### Excerpted records
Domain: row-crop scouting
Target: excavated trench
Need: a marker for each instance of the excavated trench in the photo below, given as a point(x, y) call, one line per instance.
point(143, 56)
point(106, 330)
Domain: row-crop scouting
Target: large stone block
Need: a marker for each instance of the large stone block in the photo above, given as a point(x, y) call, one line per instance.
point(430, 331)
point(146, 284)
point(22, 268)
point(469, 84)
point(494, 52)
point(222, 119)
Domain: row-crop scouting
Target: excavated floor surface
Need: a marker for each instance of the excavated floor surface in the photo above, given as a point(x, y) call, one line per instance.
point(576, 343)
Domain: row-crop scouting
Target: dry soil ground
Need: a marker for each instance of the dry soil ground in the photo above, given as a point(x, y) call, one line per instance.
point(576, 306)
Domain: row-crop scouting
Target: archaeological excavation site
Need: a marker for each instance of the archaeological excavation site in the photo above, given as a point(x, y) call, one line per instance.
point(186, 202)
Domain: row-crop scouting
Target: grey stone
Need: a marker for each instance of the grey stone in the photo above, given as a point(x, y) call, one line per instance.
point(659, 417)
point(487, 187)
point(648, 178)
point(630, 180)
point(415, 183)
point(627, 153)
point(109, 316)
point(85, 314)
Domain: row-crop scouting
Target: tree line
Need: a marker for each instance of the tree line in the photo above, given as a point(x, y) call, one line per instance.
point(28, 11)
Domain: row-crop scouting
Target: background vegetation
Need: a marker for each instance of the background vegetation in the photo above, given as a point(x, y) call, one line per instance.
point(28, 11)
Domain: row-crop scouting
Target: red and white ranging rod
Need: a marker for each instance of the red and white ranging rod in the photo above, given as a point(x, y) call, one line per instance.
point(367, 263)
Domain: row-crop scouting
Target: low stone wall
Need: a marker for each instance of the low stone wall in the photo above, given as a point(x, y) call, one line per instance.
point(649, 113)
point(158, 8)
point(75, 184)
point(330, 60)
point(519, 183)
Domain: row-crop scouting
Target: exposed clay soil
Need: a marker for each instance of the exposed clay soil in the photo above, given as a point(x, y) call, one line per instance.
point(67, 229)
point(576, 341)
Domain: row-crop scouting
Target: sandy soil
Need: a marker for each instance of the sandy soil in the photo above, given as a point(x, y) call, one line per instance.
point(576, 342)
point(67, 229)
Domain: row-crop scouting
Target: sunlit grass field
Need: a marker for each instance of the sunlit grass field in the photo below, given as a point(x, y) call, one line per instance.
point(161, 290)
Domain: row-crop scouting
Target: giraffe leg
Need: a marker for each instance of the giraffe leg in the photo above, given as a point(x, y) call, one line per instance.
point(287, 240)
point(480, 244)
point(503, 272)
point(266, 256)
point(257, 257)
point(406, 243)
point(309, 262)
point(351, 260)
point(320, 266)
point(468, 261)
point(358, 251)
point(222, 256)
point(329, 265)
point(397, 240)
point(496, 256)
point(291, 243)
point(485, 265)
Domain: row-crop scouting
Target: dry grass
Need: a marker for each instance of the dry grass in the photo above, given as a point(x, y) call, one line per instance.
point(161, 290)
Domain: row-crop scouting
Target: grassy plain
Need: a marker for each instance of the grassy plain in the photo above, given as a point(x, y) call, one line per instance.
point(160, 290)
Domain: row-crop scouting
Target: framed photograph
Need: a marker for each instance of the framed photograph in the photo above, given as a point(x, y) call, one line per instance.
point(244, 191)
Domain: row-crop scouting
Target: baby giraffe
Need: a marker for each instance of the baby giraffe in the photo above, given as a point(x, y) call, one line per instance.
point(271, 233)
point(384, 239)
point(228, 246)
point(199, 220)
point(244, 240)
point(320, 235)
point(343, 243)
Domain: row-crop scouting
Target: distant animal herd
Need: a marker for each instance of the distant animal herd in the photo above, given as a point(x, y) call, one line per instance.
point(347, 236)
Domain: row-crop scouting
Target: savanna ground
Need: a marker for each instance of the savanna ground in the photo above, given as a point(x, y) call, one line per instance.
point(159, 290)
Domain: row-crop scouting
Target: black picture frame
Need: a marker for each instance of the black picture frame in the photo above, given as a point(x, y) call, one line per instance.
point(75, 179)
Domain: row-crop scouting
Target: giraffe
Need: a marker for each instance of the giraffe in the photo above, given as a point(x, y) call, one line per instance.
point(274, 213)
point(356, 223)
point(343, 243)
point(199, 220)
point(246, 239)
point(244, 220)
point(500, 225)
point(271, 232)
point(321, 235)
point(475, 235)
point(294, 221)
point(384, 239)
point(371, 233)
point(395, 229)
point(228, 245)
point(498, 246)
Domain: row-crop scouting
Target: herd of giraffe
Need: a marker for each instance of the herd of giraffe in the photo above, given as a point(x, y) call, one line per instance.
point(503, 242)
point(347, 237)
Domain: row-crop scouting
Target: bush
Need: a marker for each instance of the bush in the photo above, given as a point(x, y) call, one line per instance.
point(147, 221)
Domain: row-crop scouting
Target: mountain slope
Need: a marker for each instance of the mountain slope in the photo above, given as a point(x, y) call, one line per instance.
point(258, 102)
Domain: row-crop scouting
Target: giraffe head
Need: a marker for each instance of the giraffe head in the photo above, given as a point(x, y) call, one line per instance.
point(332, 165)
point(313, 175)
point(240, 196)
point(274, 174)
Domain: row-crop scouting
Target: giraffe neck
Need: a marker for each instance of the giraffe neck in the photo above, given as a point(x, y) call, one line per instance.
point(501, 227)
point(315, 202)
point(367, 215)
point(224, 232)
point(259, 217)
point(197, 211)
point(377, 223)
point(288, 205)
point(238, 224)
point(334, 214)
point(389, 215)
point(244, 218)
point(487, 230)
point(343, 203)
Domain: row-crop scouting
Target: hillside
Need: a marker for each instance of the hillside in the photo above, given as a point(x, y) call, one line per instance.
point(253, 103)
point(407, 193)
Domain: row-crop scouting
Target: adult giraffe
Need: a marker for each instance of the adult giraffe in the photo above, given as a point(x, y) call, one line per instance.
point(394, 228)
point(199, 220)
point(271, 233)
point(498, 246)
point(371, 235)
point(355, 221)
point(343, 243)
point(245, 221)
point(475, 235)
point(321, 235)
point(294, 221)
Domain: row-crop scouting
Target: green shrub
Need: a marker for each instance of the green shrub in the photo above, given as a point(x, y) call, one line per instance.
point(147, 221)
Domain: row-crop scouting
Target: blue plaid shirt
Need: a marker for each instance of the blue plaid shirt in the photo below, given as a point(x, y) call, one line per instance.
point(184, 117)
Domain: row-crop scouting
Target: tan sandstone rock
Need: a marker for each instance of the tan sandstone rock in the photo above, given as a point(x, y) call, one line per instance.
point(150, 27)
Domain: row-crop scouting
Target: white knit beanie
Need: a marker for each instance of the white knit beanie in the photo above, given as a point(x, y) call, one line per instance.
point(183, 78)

### Stated exercise
Rewrite the lines above as a Markdown table with two columns, Row and Line, numbering each row and leaving out any blank lines.

### Task output
| Row | Line |
|---|---|
| 1 | Domain: row-crop scouting |
| 2 | Target: excavated trench |
| 3 | Need: a marker for each instance of the excavated trench in the photo below, given as a point(x, y) call, one line per instance. |
| 4 | point(143, 56) |
| 5 | point(106, 330) |
| 6 | Domain: row-crop scouting |
| 7 | Target: large stone block |
| 8 | Need: a marker for each instance of the large stone block in the photo above, given as a point(x, y) call, one line per instance. |
| 9 | point(430, 331) |
| 10 | point(146, 284) |
| 11 | point(22, 268) |
| 12 | point(469, 84) |
| 13 | point(494, 52) |
| 14 | point(222, 119) |
| 15 | Domain: row-crop scouting |
| 16 | Target: excavated floor surface |
| 17 | Need: a marker for each instance of the excavated floor surface in the photo above, given as a point(x, y) call, one line per instance. |
| 18 | point(576, 343) |
| 19 | Domain: row-crop scouting |
| 20 | Target: dry soil ground |
| 21 | Need: a marker for each instance of the dry soil ground in the photo above, given as a point(x, y) call, one line per instance. |
| 22 | point(576, 306) |
| 23 | Domain: row-crop scouting |
| 24 | Target: archaeological excavation site |
| 25 | Need: a marker for each instance of the archaeological excavation site in the photo above, given as a point(x, y) call, one line per instance. |
| 26 | point(186, 202) |
| 27 | Domain: row-crop scouting |
| 28 | Target: grey stone |
| 29 | Need: a marker for each instance of the grey stone in the photo above, given as a point(x, y) call, one line per instance. |
| 30 | point(659, 417) |
| 31 | point(487, 187) |
| 32 | point(648, 178) |
| 33 | point(630, 180) |
| 34 | point(415, 183) |
| 35 | point(627, 153) |
| 36 | point(109, 316) |
| 37 | point(85, 314) |
| 38 | Domain: row-crop scouting |
| 39 | Target: tree line |
| 40 | Need: a marker for each instance of the tree line in the photo above, given as a point(x, y) call, one line per instance. |
| 41 | point(28, 11) |
| 42 | Domain: row-crop scouting |
| 43 | Target: background vegetation |
| 44 | Need: a marker for each instance of the background vegetation in the photo above, given as a point(x, y) call, one line per instance. |
| 45 | point(28, 11) |
| 46 | Domain: row-crop scouting |
| 47 | Target: red and white ranging rod |
| 48 | Need: a marker for each instance of the red and white ranging rod in the photo above, given as a point(x, y) call, one line per instance. |
| 49 | point(367, 263) |
| 50 | Domain: row-crop scouting |
| 51 | Target: low stone wall |
| 52 | Need: a marker for each instance of the low stone wall in the photo above, given as a point(x, y) call, one line per instance. |
| 53 | point(649, 113) |
| 54 | point(158, 8) |
| 55 | point(75, 184) |
| 56 | point(330, 60) |
| 57 | point(519, 183) |
| 58 | Domain: row-crop scouting |
| 59 | Target: exposed clay soil |
| 60 | Need: a marker for each instance of the exposed clay soil in the photo above, given as a point(x, y) call, one line per instance. |
| 61 | point(67, 229) |
| 62 | point(576, 341) |
| 63 | Domain: row-crop scouting |
| 64 | Target: sandy soil |
| 65 | Need: a marker for each instance of the sandy soil in the photo above, given as a point(x, y) call, one line per instance. |
| 66 | point(576, 342) |
| 67 | point(67, 229) |
| 68 | Domain: row-crop scouting |
| 69 | Target: sunlit grass field |
| 70 | Need: a marker for each instance of the sunlit grass field in the photo below, given as a point(x, y) call, one line per instance. |
| 71 | point(161, 290) |
| 72 | Domain: row-crop scouting |
| 73 | Target: giraffe leg |
| 74 | Need: a marker for each instance of the giraffe leg in the photo above, given as a point(x, y) call, one line per instance. |
| 75 | point(287, 240) |
| 76 | point(480, 244) |
| 77 | point(503, 272) |
| 78 | point(266, 256) |
| 79 | point(257, 257) |
| 80 | point(406, 243) |
| 81 | point(309, 262) |
| 82 | point(351, 260) |
| 83 | point(320, 266) |
| 84 | point(468, 261) |
| 85 | point(358, 251) |
| 86 | point(222, 256) |
| 87 | point(329, 265) |
| 88 | point(397, 240) |
| 89 | point(496, 256) |
| 90 | point(291, 243) |
| 91 | point(485, 265) |
| 92 | Domain: row-crop scouting |
| 93 | Target: dry grass |
| 94 | Need: a marker for each instance of the dry grass in the photo above, given as a point(x, y) call, one line per instance. |
| 95 | point(161, 290) |
| 96 | Domain: row-crop scouting |
| 97 | Target: grassy plain |
| 98 | Need: a marker for each instance of the grassy plain in the photo above, given as a point(x, y) call, one line per instance. |
| 99 | point(160, 290) |
| 100 | Domain: row-crop scouting |
| 101 | Target: framed photograph |
| 102 | Need: a marker for each instance of the framed photograph in the photo above, given as a point(x, y) call, one line per instance. |
| 103 | point(244, 191) |
| 104 | Domain: row-crop scouting |
| 105 | Target: baby giraffe |
| 106 | Need: a marker for each instance of the baby giraffe in the photo above, given as a point(x, y) call, one line per instance. |
| 107 | point(271, 233) |
| 108 | point(384, 239) |
| 109 | point(228, 246) |
| 110 | point(199, 220) |
| 111 | point(244, 240) |
| 112 | point(320, 235) |
| 113 | point(343, 243) |
| 114 | Domain: row-crop scouting |
| 115 | Target: distant animal herd |
| 116 | Need: a marker for each instance of the distant animal herd in the photo above, given as a point(x, y) call, one line per instance. |
| 117 | point(347, 236) |
| 118 | Domain: row-crop scouting |
| 119 | Target: savanna ground |
| 120 | Need: a marker for each instance of the savanna ground in the photo above, given as a point(x, y) call, one line per instance. |
| 121 | point(159, 290) |
| 122 | Domain: row-crop scouting |
| 123 | Target: black picture frame |
| 124 | Need: a marker for each instance of the black picture frame in the photo above, given as a point(x, y) call, one line per instance. |
| 125 | point(75, 179) |
| 126 | Domain: row-crop scouting |
| 127 | Target: giraffe |
| 128 | Need: a marker for each instance of the giraffe in the photo above, given as a point(x, y) call, one line per instance. |
| 129 | point(274, 213) |
| 130 | point(356, 223) |
| 131 | point(343, 243) |
| 132 | point(199, 220) |
| 133 | point(246, 239) |
| 134 | point(244, 220) |
| 135 | point(500, 225) |
| 136 | point(271, 232) |
| 137 | point(321, 235) |
| 138 | point(475, 235) |
| 139 | point(294, 221) |
| 140 | point(384, 239) |
| 141 | point(371, 233) |
| 142 | point(395, 229) |
| 143 | point(228, 245) |
| 144 | point(498, 246) |
| 145 | Domain: row-crop scouting |
| 146 | Target: herd of giraffe |
| 147 | Need: a marker for each instance of the herd of giraffe in the photo above, given as a point(x, y) call, one line per instance. |
| 148 | point(503, 242) |
| 149 | point(347, 237) |
| 150 | Domain: row-crop scouting |
| 151 | Target: bush |
| 152 | Need: a marker for each instance of the bush in the photo above, given as a point(x, y) call, one line per instance. |
| 153 | point(147, 221) |
| 154 | Domain: row-crop scouting |
| 155 | Target: mountain slope |
| 156 | Need: a marker for each instance of the mountain slope in the photo above, given as a point(x, y) call, one line per instance. |
| 157 | point(258, 102) |
| 158 | Domain: row-crop scouting |
| 159 | Target: giraffe head |
| 160 | Need: a marker for each instance of the giraffe head in the photo above, given as a point(x, y) call, one line per instance. |
| 161 | point(332, 165) |
| 162 | point(313, 175) |
| 163 | point(240, 196) |
| 164 | point(274, 174) |
| 165 | Domain: row-crop scouting |
| 166 | Target: giraffe neck |
| 167 | Need: a marker for each instance of the giraffe neck in the photo above, given as a point(x, y) call, one line per instance. |
| 168 | point(501, 227) |
| 169 | point(315, 202) |
| 170 | point(367, 215) |
| 171 | point(224, 232) |
| 172 | point(259, 217) |
| 173 | point(197, 211) |
| 174 | point(377, 223) |
| 175 | point(288, 205) |
| 176 | point(238, 224) |
| 177 | point(334, 214) |
| 178 | point(389, 215) |
| 179 | point(244, 218) |
| 180 | point(487, 230) |
| 181 | point(343, 203) |
| 182 | Domain: row-crop scouting |
| 183 | Target: hillside |
| 184 | Need: a marker for each instance of the hillside in the photo above, given as a point(x, y) call, one line per instance. |
| 185 | point(253, 103) |
| 186 | point(407, 193) |
| 187 | Domain: row-crop scouting |
| 188 | Target: adult giraffe |
| 189 | Need: a marker for each instance of the adult giraffe in the photo above, given as a point(x, y) call, one line per instance. |
| 190 | point(394, 228) |
| 191 | point(199, 220) |
| 192 | point(271, 233) |
| 193 | point(498, 246) |
| 194 | point(371, 235) |
| 195 | point(355, 221) |
| 196 | point(343, 243) |
| 197 | point(245, 221) |
| 198 | point(475, 235) |
| 199 | point(321, 235) |
| 200 | point(294, 221) |
| 201 | Domain: row-crop scouting |
| 202 | Target: green shrub |
| 203 | Need: a marker for each instance of the green shrub in the photo above, given as a point(x, y) call, one line per instance. |
| 204 | point(147, 221) |
| 205 | Domain: row-crop scouting |
| 206 | Target: blue plaid shirt |
| 207 | Need: a marker for each instance of the blue plaid shirt in the photo below, given as a point(x, y) call, one line per instance. |
| 208 | point(184, 117) |
| 209 | Domain: row-crop scouting |
| 210 | Target: tan sandstone rock |
| 211 | Need: a marker for each instance of the tan sandstone rock in the photo above, given as a point(x, y) call, one line per instance. |
| 212 | point(150, 27) |
| 213 | Domain: row-crop scouting |
| 214 | Target: white knit beanie |
| 215 | Need: a marker for each instance of the white knit beanie in the photo above, given as a point(x, y) call, one line per instance. |
| 216 | point(183, 78) |